Reescribe todas las líneas siguientes sustituyendo "Coordinates" por "Bounding box" y dejando intacto todo lo demás.
........
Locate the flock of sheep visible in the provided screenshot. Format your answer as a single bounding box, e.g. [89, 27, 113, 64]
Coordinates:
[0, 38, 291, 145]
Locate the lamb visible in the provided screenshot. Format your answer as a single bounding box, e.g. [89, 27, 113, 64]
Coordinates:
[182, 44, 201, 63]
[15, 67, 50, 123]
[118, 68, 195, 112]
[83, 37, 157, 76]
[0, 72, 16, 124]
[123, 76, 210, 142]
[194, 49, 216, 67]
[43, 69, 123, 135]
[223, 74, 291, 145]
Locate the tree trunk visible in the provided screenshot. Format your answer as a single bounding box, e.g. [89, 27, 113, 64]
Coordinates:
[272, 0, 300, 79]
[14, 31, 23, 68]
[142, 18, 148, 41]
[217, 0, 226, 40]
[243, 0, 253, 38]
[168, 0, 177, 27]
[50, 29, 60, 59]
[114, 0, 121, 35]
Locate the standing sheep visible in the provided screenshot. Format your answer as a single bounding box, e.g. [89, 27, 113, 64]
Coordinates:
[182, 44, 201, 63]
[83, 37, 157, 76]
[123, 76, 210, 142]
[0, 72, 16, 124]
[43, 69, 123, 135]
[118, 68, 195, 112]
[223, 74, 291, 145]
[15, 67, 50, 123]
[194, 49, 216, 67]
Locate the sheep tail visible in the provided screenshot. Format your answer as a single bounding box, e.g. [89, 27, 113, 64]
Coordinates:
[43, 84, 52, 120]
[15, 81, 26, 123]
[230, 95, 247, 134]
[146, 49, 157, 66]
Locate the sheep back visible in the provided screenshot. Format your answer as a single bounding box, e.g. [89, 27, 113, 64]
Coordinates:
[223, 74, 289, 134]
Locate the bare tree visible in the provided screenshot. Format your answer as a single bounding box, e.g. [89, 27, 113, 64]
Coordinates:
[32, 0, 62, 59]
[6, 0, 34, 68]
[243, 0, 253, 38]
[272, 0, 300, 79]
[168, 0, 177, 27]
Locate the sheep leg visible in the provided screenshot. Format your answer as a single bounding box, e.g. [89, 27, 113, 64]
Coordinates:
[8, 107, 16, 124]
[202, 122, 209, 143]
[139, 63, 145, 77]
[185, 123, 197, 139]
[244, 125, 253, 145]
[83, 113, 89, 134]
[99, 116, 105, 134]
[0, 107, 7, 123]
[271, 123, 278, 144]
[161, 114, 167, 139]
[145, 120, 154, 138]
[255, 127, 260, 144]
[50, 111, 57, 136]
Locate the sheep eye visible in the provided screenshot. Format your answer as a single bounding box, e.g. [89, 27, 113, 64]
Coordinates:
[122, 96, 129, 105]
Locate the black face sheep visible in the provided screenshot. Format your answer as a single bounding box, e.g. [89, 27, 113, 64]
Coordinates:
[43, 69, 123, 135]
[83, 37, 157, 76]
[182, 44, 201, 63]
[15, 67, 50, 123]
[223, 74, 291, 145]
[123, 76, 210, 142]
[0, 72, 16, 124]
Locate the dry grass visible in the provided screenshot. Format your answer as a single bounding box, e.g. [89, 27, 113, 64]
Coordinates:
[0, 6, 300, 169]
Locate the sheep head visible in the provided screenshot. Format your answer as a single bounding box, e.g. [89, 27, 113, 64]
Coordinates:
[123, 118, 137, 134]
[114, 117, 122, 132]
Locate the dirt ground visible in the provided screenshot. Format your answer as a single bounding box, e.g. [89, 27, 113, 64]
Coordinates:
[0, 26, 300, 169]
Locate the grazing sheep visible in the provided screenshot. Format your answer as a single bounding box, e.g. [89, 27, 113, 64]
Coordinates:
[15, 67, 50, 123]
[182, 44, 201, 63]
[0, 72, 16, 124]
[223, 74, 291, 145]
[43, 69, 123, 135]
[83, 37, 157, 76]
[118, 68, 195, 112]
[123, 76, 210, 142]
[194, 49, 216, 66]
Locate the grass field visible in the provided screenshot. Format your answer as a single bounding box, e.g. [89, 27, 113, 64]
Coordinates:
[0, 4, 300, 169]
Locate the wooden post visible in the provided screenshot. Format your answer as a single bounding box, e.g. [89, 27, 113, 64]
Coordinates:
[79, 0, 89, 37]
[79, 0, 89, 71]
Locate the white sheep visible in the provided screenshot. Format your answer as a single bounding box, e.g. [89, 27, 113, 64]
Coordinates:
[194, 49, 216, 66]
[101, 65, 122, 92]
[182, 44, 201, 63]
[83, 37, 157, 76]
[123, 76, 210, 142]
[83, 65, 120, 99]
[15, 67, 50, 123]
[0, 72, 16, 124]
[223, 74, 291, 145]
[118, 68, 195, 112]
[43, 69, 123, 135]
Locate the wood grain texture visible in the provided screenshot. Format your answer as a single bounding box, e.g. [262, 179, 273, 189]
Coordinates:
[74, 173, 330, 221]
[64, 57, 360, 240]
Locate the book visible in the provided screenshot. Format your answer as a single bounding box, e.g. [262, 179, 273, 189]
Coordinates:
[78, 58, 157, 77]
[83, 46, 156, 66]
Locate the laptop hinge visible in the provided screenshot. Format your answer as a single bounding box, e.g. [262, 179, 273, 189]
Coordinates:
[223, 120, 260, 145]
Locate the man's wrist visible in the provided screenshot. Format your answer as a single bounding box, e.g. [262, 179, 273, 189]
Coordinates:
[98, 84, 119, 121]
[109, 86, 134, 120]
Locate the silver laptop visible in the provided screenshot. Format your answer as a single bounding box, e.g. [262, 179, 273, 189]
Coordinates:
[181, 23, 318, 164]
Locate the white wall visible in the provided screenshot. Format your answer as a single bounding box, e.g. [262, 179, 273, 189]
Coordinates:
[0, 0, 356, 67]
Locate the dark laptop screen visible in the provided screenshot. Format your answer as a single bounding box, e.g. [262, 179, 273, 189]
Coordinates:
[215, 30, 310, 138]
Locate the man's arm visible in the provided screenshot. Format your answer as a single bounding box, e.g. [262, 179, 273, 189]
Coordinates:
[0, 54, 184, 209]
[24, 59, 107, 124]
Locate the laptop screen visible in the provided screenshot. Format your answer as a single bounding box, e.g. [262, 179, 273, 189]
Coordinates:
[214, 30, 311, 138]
........
* [SOLUCIÓN COMPLETA]:
Locate the flock of sheep visible in the provided screenshot. Format your answer as a single bounding box, e.g. [89, 27, 113, 64]
Bounding box:
[0, 38, 291, 145]
Locate the lamb visible in the provided screenshot. Format your answer as a single bounding box, e.g. [89, 27, 113, 64]
Bounding box:
[182, 44, 201, 63]
[15, 67, 50, 123]
[118, 68, 195, 112]
[83, 37, 157, 76]
[0, 72, 16, 124]
[123, 76, 210, 142]
[194, 49, 216, 67]
[43, 69, 123, 135]
[223, 74, 291, 145]
Locate the tree trunk visible in the provided screenshot. Format your answer as a single bounding box, e.g. [89, 27, 113, 64]
Bounding box:
[272, 0, 300, 79]
[14, 31, 23, 68]
[142, 18, 148, 41]
[217, 0, 226, 40]
[243, 0, 253, 38]
[168, 0, 177, 27]
[50, 29, 60, 59]
[114, 0, 121, 35]
Locate the standing sheep visible in the provided screenshot. Format your answer as a single bounding box, e.g. [89, 27, 113, 64]
Bounding box:
[182, 44, 201, 63]
[83, 37, 157, 76]
[123, 76, 210, 142]
[0, 72, 16, 124]
[43, 69, 123, 135]
[118, 68, 195, 112]
[223, 74, 291, 145]
[15, 67, 50, 123]
[194, 49, 216, 67]
Locate the sheep tail visible in the provided screenshot. Format your answer as a single bounding box, e.g. [89, 27, 113, 64]
Bounding box:
[43, 84, 52, 120]
[15, 81, 26, 123]
[230, 95, 247, 134]
[146, 49, 157, 66]
Locate the sheep back visible in the provided screenshot. Format your answer as a single bounding box, e.g. [89, 27, 113, 64]
Bounding box:
[223, 74, 289, 134]
Locate the bare tree visible in the provided screenshot. Format your answer as a single bounding box, e.g. [89, 27, 113, 64]
Bounding box:
[32, 0, 62, 59]
[6, 0, 34, 68]
[243, 0, 253, 38]
[272, 0, 300, 79]
[168, 0, 177, 27]
Locate the sheep leg visible in the provided screenshot. Format your answer as a single bounding box, e.g. [89, 27, 113, 64]
Bounding box:
[8, 107, 16, 124]
[202, 122, 209, 143]
[139, 63, 145, 77]
[185, 123, 197, 139]
[244, 125, 253, 145]
[83, 113, 89, 134]
[99, 116, 105, 134]
[0, 107, 7, 123]
[271, 123, 278, 144]
[161, 114, 167, 139]
[145, 120, 154, 138]
[255, 127, 260, 144]
[50, 111, 57, 136]
Locate the sheep eye visible in the provided screenshot. Format your answer as a single bounding box, e.g. [89, 27, 113, 64]
Bounding box:
[122, 96, 129, 105]
Locate the black face sheep visible in the provided screenshot. Format your answer as a single bounding box, e.g. [89, 27, 113, 64]
Bounding box:
[43, 69, 123, 135]
[83, 37, 157, 76]
[182, 44, 201, 63]
[15, 67, 50, 123]
[223, 74, 291, 145]
[123, 76, 210, 142]
[0, 72, 16, 124]
Locate the dry grass visible in the provided screenshot. Format your answer as a single bounding box, e.g. [89, 27, 113, 64]
Bounding box:
[0, 6, 300, 169]
Locate the sheep head visible in the provided screenshot. Format your answer as a single bounding box, e.g. [89, 27, 113, 64]
Bounding box:
[123, 118, 137, 134]
[114, 117, 122, 132]
Locate the dirt ground visible in the provided screenshot. Format your answer as a single bounding box, e.g. [89, 27, 113, 64]
Bounding box:
[0, 26, 300, 169]
Locate the grazing sheep visible in the provided screenshot. Format your answer as a single bounding box, e.g. [89, 27, 113, 64]
Bounding box:
[15, 67, 50, 123]
[182, 44, 201, 63]
[0, 72, 16, 124]
[223, 74, 291, 145]
[43, 69, 123, 135]
[83, 37, 157, 76]
[118, 68, 195, 112]
[123, 76, 210, 142]
[194, 49, 216, 66]
Locate the grass field visible in the provided screenshot. Format your answer as a single bounding box, e.g. [89, 27, 113, 64]
Bounding box:
[0, 4, 300, 169]
Locate the wooden post visible in the provided screenshot. Format your answer as a single bounding box, e.g. [89, 27, 113, 64]
Bounding box:
[79, 0, 89, 37]
[79, 0, 89, 71]
Locate the white sheep visible in the provided screenshot. Format your answer as a single bounding box, e.g. [89, 27, 113, 64]
Bounding box:
[194, 49, 216, 66]
[101, 65, 122, 92]
[182, 44, 201, 63]
[83, 37, 157, 76]
[123, 76, 210, 142]
[83, 65, 120, 99]
[15, 67, 50, 123]
[0, 72, 16, 124]
[223, 74, 291, 145]
[118, 68, 195, 112]
[43, 69, 123, 135]
Locate the wood grain texture visible in the provided screenshot. Format your answer as a single bounding box, e.g. [262, 179, 273, 189]
Bounding box:
[74, 173, 330, 221]
[64, 57, 360, 240]
Locate the book visible in the provided screenshot. Format your answer as a single bounding box, e.g. [262, 179, 273, 189]
Bounding box:
[78, 58, 157, 77]
[83, 46, 156, 66]
Locate the laptop hinge visible in the provided screenshot. Format your answer as a single bounding box, e.g. [262, 179, 273, 189]
Bounding box:
[223, 120, 260, 145]
Locate the man's wrist visible in the provided screenshot. Format your answer as a single bounding box, e.g. [262, 179, 273, 189]
Bounding box:
[98, 84, 119, 121]
[109, 86, 134, 120]
Locate the silver laptop visible in the provided screenshot. Format your answer as a single bounding box, e.g. [262, 179, 273, 189]
Bounding box:
[181, 23, 318, 164]
Locate the white wall visible in the provided screenshot. Format your answer as a single bounding box, e.g. [262, 179, 273, 189]
Bounding box:
[0, 0, 356, 67]
Locate the dark laptop screen visible in the provided screenshot. Format your answer as a single bounding box, e.g. [262, 179, 273, 189]
Bounding box:
[215, 30, 310, 138]
Locate the man's arm visible in the provided screenshot. Format your answer as a single bounding box, e.g. [262, 179, 273, 189]
Bounding box:
[0, 54, 184, 209]
[24, 59, 107, 124]
Locate the laptop screen visible in the provided screenshot. Format your answer as a single bounding box, e.g. [262, 179, 273, 189]
Bounding box:
[214, 30, 311, 138]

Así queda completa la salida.